──────── SOURCE ────────

The need to raise taxes mandates a degree of separation between the State and its taxed subjects. Taxes cannot be raised exclusively or primarily on government employees and state-owned enterprises: a genuinely independent and competitive private sector must develop, which is capable of walking on its own legs and not depend solely on government procurement. As discussed in the ninth section, government policies toward the private sector have so far allowed for the accumulation of large fortunes but have fallen significantly short of truly empowering the private sector. Priority for state control of strategic assets has hindered privatization of all but marginal activities, and obsession for control and loyalty to the regime prevents the emergence of a truly entrepreneurial bourgeoisie.

Finally, social and political cohesion requires that greater attention be paid to income distribution. In the absence of any income or wealth taxation, oil-fueled economic growth has disproportionately favored a minority of citizens, and, after an early period characterized by significant social mobility, all opportunities now seem reserved for the elite. In the last section, I thus discuss the aspect of social sustainability, meaning that the development path must be such that some opportunities for upward mobility are offered also to the many that have been left behind.

2 No Economy Is Sustainable Without Change

Economic life is a process of continuous creative destruction, and no economy is sustainable if it does not continuously adapt. Changing consumer demand—and especially evolving technology and the constant introduction of new products—imposes continuous adaptation on all economies. No economy is sustainable unless it adapts continuously to changing circumstances.

Sustainability is therefore closely related to adaptability. Existing comparative advantage may be lost and new comparative advantage acquired: it all depends on investment decisions, based on starting circumstances. Protecting existing competitive advantages or acquiring new ones is more of an art than a science, and it is normal that some competitors will lose ground while others will gain. The losers may eventually disappear, if we are talking about individual companies; but countries do not disappear.

──────── GIVEN DATA ────────

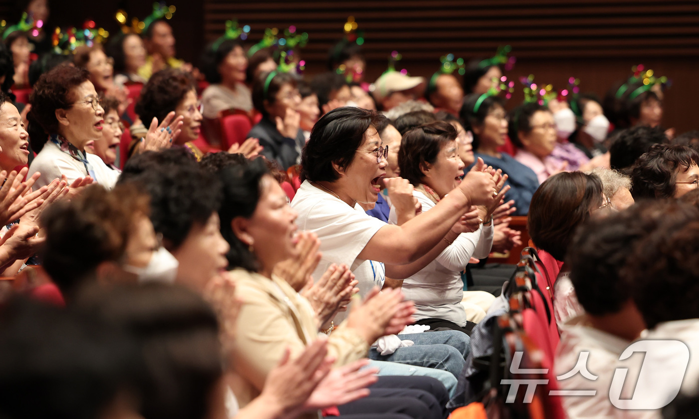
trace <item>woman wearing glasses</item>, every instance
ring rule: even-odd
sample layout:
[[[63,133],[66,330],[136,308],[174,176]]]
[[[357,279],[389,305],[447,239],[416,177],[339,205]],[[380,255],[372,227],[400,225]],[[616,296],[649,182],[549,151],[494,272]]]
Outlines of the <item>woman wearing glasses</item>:
[[[28,115],[31,148],[38,154],[29,176],[40,172],[35,187],[65,176],[78,186],[87,178],[111,189],[119,173],[85,147],[102,138],[104,109],[99,104],[89,73],[59,66],[39,78],[30,97]]]
[[[486,164],[501,169],[509,176],[505,185],[510,189],[505,200],[514,201],[513,206],[517,210],[514,215],[526,215],[531,196],[539,187],[539,180],[532,169],[498,150],[505,144],[507,136],[507,118],[503,99],[488,93],[469,94],[463,99],[461,115],[464,129],[473,133],[475,158],[481,157]]]
[[[262,119],[247,136],[259,139],[264,148],[260,154],[284,170],[298,163],[305,143],[303,131],[299,129],[301,104],[296,79],[291,74],[276,71],[263,73],[253,83],[252,104]]]
[[[460,219],[471,206],[490,205],[498,192],[491,174],[470,172],[434,208],[416,215],[412,186],[401,178],[384,178],[388,150],[375,128],[384,118],[352,107],[324,115],[303,149],[303,183],[291,202],[298,227],[321,241],[314,278],[332,263],[345,264],[362,295],[382,287],[387,276],[403,279],[426,266],[468,228]],[[375,204],[382,183],[398,225],[364,212]]]
[[[567,164],[550,157],[557,139],[554,114],[548,108],[525,104],[510,113],[510,139],[517,147],[514,159],[534,171],[539,183],[565,169]]]
[[[636,161],[631,175],[635,201],[679,198],[699,187],[699,153],[686,145],[656,144]]]
[[[88,144],[85,150],[99,156],[110,169],[120,173],[121,171],[114,165],[117,161],[117,148],[124,134],[124,125],[119,120],[119,114],[117,113],[119,101],[117,99],[109,97],[104,98],[102,101],[102,108],[104,108],[102,137],[93,144]]]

────────

[TO DO]
A - In the passage on economic sustainability, what has hindered privatization of all but marginal activities?
B - Please resume the passage on economic sustainability after its final sentence.

[ANSWERS TO THE PROBLEMS]
A - Priority for state control of strategic assets.

B -
Countries whose economy loses competitiveness will experience a worsening of their trade balance. If not compensated by an inflow of foreign capital or other transfers, their currency will eventually depreciate relative to other currencies. In recent times, many countries have experienced dramatic devaluations until they found a new equilibrium in external accounts.

It should be noted that the Gulf countries enjoy trade surpluses in most years, and their imports include non-essential and non-productive items such as notably weapons systems. They also host large numbers of expatriate workers who generate large flows of remittances, which burden the respective balance of payments (and contribute to inflating imports). That said, the possibility of allowing a devaluation of the respective national currencies has repeatedly been considered (and rejected) in the Gulf Cooperation Council (GCC) countries. Devaluation would discourage imports and improve the competitiveness of some local products.

Devaluations restore competitiveness but damage the purchasing power of all wages paid in the local currency. Hence, countries that lose ground in competitiveness generally experience lower growth in income per capita, while countries whose competitiveness is improving experience higher growth in income per capita. Differential growth in income per capita is a common experience, and major changes have taken place since the end of World War II in the relative position of individual countries—generally in the sense that countries that had lower income per capita have been able to reduce the gap separating them from countries with the highest income per capita. Thus, it may be said that the latter have lost competitiveness, but no one would conclude that they are not sustainable.

The question of sustainability for the GCC economies therefore means being able to adapt to changing circumstances, preserving past gains in income per capita for their citizens, and possibly further closing the gap with the richest countries.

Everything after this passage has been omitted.